▶ [Source text]:
Difference: CondDBBrainstormingMeeting (1 vs. 2)

Revision 22007-05-08 - MarcoClemencic

Line: 1 to 1
 
META TOPICPARENT name="Main.MarcoClemencic"

Conditions Database Brainstorming Meeting (7/5/2007) Work in progress, under construction

Added:
>
>
Participants: Olivier Callot, Marco Cattaneo, Philippe Charpentier, Marco Clemencic, Joel Closier, Gloria Corti, Clara Gaspar, Patrick Koppenburg, Thomas Ruf
 

Discussed Topics

Added:
>
>

Partitioning

The CondDB software framework allows to combine several COOL databases (partitions) to form a unique picture which is then seen via the entry point in CondDBCnvSvc. The COOL databases can be combined essentially in two ways
partitioning
one or more sub-trees of the global picture can be found in different databases while all the rest is found in a base database. It is similar to what happens on a unix filesystem where the root partition (mounted on '/') correspond to that base database and other partitions (mounted on directories like '/usr' or '/home') correspond to the other databases.
layering
two or more COOL databases can be piled up and the access to a lower layer occurs only if the information is not found in one of the layers above.
The result of the two types of combinations can be then combined to other COOL databases as if it was a plain COOL database.

The standard LHCb Conditions Database will consist of 3 COOL databases combined using the "partitioning" feature:

DDDB
base partition (providing the main entry point). The content is essentially static and corresponds roughly to the former XmlDDDB, with the informations that are common to both reconstruction and simulation.
LHCBCOND
partition accessed via the directory "/Conditions". It contains multi-version conditions like alignments and all the conditions that are produced "off-line".
ONLINE
partition accessed via the directory "/Conditions/Online". It is the COOL database which is populated in the pit with only single-version conditions (like reading from probes).

Simulation

The simulation will need the detector description, values for alignments and run parameters like magnet polarity. This informations (except for the ideal geometry and descriptions of materials, etc.) do not need to be the same as those found in the database used for real events, and, in many cases, they have to be different.

To disentangle the conditions that are (or may be) different between real data and simulated events from those objects that are in common, we keep the common XML (geometry, materials, etc.) in the COOL database DDDB, while the structure of LHCBCOND and ONLINE will be copied into a COOL database dedicated to simulation: SIMCOND. The database for conditions for simulation will contain multi-version conditions also for the part emulating ONLINE.

To control which conditions are used for the simulated events, we will use mainly the event time (chosen to be close to the event time of real data to avoid possible conflicts with the content of DDDB). If needed we can change the tag to be used too.

▶ [Record set]:
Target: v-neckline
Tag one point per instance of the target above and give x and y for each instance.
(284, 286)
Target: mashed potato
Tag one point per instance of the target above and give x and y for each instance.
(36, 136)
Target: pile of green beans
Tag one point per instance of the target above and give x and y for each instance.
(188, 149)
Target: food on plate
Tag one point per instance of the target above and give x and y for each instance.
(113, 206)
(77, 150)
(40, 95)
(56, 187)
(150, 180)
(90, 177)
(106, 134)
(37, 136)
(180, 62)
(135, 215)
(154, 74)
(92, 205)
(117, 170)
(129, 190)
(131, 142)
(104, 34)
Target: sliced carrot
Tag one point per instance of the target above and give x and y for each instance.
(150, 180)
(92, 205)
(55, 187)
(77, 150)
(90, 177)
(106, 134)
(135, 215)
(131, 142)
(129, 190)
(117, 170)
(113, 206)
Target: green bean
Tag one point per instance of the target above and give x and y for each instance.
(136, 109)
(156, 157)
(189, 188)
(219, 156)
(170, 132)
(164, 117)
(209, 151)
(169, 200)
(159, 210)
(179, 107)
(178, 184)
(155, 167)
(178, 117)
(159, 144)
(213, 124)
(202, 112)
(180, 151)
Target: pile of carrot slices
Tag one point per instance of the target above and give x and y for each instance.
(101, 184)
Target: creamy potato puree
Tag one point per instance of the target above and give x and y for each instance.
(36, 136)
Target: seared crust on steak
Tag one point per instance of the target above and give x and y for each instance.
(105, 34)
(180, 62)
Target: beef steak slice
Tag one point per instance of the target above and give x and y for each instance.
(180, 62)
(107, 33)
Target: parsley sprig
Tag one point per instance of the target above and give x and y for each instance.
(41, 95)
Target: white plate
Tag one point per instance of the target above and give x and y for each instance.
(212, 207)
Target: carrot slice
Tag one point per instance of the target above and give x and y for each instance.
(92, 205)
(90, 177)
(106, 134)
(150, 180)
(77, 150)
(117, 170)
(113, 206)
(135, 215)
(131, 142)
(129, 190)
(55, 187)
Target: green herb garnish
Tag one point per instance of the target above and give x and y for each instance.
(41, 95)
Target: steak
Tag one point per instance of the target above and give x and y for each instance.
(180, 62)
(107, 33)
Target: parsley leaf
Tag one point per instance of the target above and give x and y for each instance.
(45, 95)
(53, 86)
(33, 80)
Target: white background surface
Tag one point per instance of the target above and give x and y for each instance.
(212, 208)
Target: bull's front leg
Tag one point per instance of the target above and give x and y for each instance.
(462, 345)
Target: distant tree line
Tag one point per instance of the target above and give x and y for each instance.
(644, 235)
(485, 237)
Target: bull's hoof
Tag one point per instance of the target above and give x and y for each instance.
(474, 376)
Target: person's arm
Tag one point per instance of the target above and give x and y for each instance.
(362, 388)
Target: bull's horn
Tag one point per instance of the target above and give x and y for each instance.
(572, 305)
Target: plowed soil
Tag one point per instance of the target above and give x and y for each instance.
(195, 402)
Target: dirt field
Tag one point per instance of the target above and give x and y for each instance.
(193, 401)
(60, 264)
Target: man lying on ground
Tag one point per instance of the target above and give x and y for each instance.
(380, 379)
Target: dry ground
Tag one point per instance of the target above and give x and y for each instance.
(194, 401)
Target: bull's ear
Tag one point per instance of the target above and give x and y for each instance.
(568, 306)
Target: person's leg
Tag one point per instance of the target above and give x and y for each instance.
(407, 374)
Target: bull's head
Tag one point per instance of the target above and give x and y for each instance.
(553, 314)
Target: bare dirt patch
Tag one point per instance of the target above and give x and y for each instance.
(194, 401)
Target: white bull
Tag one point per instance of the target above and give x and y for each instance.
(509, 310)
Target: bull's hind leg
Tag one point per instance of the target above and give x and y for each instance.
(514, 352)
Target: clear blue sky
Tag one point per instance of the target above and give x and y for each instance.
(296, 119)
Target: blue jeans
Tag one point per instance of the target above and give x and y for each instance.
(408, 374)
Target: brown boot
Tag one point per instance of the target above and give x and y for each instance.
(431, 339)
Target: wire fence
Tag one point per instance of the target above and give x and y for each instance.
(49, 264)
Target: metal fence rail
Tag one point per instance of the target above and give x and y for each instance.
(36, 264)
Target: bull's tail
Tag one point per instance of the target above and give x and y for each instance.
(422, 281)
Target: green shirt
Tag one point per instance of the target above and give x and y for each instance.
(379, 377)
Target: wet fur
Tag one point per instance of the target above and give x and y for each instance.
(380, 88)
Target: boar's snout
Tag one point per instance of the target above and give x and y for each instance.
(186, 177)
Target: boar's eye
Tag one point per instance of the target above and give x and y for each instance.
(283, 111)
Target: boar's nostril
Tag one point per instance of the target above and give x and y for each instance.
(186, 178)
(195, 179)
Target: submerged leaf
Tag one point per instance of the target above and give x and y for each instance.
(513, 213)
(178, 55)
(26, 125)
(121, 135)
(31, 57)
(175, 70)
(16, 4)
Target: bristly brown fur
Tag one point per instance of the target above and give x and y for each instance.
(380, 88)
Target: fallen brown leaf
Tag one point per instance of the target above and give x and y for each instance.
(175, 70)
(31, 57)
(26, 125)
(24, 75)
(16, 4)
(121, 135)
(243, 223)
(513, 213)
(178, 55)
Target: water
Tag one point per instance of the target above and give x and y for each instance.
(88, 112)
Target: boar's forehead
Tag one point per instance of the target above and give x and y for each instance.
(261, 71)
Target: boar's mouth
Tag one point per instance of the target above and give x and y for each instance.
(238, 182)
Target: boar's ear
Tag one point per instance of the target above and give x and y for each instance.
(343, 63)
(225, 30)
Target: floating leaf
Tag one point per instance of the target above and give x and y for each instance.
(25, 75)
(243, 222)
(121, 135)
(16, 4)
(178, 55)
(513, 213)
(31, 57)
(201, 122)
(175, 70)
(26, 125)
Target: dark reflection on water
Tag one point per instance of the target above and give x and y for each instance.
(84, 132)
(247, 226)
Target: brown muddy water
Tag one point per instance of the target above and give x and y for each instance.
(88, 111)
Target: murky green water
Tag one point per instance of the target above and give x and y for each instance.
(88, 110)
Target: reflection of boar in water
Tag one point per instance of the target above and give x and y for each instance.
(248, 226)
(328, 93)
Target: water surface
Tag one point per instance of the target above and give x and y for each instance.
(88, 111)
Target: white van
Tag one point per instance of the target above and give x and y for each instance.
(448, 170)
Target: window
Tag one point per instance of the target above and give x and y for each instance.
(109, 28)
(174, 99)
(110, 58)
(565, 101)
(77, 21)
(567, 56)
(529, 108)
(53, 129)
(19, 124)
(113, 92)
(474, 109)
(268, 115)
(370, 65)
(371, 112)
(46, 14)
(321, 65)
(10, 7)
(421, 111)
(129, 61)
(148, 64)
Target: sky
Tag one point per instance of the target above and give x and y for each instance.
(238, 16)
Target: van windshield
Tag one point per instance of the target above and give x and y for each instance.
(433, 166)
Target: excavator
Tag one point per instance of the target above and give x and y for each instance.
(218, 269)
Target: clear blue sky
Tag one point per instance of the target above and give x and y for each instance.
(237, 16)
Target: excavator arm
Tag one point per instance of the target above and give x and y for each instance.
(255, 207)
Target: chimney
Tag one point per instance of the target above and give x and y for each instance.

▶ [Instructions to follow]:
From the Conditions Database meeting notes above, set down the passage starting at "The simulation will" and ending at "to be different.", word for word.

▶ [Solution to the exercise]:
The simulation will need the detector description, values for alignments and run parameters like magnet polarity. This informations (except for the ideal geometry and descriptions of materials, etc.) do not need to be the same as those found in the database used for real events, and, in many cases, they have to be different.